Look for the line containing "Query: coffee maker" in the listing below. Retype that line and every subsequent line through the last one, and only those.

-- BEGIN TASK INPUTS --

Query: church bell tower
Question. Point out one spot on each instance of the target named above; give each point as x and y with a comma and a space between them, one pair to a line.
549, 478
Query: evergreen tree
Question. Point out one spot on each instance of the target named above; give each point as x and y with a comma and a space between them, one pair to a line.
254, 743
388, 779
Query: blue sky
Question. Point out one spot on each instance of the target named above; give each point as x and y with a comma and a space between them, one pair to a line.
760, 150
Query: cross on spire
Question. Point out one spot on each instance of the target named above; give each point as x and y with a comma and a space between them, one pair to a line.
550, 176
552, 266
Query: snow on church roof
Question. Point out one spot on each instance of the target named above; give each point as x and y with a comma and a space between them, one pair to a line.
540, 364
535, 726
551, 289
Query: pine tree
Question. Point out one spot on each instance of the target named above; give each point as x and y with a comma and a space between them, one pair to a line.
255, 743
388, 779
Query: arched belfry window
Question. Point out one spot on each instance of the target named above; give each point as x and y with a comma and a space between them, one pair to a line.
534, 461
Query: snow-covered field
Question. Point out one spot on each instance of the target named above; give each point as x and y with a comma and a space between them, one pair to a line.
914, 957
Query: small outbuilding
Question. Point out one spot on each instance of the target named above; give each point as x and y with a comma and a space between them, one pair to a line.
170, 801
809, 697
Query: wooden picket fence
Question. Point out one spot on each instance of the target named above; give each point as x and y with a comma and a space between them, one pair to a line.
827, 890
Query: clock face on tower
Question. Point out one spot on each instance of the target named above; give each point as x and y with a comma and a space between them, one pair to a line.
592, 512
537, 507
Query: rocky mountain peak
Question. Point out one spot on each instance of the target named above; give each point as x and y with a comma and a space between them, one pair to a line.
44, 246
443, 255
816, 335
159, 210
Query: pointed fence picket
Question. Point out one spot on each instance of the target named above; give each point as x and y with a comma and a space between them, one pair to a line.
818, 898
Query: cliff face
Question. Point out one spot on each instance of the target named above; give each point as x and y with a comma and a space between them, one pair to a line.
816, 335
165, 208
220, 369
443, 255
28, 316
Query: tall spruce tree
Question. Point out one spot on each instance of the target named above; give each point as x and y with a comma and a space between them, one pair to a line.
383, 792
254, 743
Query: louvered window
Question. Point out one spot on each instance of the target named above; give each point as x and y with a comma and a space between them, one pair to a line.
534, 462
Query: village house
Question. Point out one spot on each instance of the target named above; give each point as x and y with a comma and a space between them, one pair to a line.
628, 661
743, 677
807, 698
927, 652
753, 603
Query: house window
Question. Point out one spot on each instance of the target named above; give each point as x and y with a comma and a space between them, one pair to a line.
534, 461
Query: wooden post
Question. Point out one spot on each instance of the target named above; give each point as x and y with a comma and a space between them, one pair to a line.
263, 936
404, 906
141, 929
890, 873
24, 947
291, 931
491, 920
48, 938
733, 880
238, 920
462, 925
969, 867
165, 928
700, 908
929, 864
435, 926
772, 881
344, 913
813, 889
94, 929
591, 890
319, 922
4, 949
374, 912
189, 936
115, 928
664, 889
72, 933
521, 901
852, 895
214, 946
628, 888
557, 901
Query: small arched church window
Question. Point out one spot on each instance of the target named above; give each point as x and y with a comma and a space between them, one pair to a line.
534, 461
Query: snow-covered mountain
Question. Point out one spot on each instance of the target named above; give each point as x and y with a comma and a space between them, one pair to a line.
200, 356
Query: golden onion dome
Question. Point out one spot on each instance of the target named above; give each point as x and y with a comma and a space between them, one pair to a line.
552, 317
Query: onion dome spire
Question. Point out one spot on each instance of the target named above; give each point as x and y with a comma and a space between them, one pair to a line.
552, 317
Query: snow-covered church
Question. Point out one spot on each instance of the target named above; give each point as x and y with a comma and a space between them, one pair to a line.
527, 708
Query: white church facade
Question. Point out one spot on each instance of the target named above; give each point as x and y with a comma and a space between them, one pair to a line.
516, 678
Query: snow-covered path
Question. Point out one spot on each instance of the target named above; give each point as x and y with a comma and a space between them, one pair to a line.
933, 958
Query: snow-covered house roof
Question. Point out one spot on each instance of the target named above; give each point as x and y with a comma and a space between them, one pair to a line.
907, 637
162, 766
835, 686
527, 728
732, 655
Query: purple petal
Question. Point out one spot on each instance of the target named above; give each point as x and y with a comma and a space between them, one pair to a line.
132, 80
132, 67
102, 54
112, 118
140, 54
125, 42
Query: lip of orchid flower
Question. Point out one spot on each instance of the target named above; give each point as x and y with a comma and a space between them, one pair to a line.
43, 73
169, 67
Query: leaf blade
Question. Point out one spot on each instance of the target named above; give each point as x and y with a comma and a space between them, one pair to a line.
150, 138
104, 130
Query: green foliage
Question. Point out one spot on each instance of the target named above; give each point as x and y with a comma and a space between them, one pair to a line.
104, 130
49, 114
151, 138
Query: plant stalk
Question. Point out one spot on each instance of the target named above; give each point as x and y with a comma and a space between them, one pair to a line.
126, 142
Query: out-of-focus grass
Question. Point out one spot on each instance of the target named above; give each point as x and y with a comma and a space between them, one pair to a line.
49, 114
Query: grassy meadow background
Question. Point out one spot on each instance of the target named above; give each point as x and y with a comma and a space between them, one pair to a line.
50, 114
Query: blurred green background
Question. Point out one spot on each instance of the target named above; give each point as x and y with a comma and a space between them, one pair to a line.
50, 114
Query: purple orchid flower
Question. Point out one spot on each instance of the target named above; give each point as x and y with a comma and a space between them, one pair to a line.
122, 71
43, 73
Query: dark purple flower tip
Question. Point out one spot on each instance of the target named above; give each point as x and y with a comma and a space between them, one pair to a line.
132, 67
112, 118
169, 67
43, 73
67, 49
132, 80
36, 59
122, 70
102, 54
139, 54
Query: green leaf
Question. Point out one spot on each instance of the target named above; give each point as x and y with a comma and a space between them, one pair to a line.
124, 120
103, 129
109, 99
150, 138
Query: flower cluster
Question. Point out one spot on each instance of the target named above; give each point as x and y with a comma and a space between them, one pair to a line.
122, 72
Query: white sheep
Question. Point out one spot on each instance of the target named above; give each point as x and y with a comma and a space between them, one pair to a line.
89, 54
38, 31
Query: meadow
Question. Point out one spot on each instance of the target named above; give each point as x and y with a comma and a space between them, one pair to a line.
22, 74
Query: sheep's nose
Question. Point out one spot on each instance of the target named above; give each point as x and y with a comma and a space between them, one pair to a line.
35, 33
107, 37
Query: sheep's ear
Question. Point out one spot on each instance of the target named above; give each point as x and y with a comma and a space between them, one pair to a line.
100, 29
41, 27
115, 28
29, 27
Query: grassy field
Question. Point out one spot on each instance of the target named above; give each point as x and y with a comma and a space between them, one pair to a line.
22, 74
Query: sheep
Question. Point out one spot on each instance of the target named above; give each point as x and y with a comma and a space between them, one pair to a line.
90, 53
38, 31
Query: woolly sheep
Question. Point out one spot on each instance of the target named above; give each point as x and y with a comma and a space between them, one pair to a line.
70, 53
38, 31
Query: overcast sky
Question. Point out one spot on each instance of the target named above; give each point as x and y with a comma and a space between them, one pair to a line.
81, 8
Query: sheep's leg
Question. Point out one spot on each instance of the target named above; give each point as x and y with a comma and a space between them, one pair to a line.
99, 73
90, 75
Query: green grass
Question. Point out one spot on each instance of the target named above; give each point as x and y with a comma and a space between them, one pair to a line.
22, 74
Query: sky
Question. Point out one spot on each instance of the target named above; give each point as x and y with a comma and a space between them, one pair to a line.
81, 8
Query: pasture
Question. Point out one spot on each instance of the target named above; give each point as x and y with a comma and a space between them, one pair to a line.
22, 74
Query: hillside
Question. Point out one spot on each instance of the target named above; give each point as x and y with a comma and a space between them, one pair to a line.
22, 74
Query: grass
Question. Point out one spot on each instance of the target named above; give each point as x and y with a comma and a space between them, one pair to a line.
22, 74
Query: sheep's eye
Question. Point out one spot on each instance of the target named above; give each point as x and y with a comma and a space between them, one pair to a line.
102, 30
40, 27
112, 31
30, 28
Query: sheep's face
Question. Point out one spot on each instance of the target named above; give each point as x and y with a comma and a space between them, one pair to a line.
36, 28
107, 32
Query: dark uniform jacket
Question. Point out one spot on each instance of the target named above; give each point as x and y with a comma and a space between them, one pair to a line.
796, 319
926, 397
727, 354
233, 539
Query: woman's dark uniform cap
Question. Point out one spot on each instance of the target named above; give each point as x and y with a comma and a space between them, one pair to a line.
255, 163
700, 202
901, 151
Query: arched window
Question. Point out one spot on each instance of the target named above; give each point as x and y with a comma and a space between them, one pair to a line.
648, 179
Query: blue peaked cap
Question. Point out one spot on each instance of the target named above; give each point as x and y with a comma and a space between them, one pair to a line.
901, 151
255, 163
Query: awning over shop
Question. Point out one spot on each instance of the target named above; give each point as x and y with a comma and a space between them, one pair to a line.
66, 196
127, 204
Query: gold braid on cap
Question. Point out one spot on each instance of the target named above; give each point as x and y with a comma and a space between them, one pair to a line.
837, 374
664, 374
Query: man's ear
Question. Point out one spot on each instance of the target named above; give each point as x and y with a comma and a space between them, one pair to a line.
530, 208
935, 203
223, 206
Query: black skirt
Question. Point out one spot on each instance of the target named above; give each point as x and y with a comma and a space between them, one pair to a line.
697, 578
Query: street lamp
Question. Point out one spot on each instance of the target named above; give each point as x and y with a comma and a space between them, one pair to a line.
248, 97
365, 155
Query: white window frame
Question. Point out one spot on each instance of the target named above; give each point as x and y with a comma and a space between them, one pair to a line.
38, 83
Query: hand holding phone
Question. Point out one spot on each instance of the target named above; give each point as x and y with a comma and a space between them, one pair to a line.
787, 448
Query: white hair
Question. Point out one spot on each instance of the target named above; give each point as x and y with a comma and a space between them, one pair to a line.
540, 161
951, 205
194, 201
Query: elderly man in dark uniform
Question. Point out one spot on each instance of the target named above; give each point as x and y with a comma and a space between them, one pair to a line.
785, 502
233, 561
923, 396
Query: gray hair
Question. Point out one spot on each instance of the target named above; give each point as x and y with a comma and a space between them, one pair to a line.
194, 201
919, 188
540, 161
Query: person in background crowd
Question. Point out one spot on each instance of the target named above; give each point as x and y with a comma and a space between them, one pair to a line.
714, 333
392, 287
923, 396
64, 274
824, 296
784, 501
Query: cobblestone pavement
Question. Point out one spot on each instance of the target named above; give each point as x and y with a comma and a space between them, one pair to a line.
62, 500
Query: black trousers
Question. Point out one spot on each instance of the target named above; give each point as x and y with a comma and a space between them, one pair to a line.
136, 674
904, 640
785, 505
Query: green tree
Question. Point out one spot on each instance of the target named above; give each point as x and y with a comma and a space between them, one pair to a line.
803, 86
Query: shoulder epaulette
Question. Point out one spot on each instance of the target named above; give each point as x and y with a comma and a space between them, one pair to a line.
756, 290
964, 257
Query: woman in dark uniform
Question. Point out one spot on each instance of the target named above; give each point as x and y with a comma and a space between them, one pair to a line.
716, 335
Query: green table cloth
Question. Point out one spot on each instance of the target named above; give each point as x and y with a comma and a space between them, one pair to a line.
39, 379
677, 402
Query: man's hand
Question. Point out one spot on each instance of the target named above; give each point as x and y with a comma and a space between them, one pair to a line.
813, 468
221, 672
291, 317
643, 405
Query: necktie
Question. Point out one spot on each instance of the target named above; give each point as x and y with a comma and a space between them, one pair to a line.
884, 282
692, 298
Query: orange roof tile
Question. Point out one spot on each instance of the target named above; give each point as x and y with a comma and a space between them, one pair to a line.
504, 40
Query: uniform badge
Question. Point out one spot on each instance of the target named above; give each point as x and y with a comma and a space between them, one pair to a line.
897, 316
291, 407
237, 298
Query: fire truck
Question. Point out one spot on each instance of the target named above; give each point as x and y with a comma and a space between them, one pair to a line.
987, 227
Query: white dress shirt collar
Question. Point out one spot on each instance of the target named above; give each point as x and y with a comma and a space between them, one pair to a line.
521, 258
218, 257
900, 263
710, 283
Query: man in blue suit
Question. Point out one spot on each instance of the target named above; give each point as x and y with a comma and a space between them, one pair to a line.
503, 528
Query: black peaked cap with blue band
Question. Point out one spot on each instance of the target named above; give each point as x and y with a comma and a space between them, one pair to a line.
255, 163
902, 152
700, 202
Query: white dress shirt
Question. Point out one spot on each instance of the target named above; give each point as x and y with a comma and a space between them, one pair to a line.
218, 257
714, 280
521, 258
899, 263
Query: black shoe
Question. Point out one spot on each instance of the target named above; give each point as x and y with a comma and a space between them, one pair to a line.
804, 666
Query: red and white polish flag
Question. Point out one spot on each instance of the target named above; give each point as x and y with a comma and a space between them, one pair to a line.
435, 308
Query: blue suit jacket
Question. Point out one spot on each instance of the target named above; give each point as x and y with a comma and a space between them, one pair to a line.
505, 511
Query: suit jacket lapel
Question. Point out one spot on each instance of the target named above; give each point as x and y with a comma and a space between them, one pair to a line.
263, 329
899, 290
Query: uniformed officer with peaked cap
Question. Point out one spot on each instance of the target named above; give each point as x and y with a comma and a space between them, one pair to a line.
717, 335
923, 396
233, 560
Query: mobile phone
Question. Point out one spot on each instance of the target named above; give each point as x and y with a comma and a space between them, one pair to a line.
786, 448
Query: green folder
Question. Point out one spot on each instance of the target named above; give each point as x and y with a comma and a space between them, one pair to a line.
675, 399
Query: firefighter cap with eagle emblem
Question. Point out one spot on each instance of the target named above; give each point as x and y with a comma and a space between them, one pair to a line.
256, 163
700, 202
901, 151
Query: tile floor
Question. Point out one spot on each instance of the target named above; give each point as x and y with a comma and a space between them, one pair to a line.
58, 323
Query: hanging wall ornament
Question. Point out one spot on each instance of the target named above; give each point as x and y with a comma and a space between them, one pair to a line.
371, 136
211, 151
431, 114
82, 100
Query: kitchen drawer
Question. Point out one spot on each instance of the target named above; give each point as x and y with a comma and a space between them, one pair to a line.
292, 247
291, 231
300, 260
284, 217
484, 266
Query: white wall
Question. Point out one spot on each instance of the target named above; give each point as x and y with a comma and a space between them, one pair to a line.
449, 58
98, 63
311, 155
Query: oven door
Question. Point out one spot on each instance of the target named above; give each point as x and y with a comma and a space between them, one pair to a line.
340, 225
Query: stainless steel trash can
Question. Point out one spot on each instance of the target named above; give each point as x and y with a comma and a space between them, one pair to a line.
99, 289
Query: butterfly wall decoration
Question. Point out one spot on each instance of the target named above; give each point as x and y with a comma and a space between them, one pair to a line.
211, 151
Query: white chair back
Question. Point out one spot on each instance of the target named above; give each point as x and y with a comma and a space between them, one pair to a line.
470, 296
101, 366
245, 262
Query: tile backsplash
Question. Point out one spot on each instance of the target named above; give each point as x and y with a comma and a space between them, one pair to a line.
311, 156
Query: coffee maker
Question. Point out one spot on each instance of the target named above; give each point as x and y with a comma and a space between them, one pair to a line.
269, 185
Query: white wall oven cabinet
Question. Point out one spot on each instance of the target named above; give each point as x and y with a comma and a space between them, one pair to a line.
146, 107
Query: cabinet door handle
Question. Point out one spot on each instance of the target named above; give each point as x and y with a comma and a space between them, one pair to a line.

-- END TASK INPUTS --

• [WRITTEN ANSWER]
Query: coffee maker
Question. Point out one spot on each instance of the target named above; give each point as x and y with a comma and a space between them, one pair to a line.
269, 185
Query: white wall oven cabinet
Question. Point out one spot on each instance of the target named above; give each point as x and y with a comma and a space between them, one pair to a line.
146, 107
Query: cabinet door handle
Question. Point out one spot on each instance of the target named above; give each point as x and y with a comma and a space between them, one pair to a line.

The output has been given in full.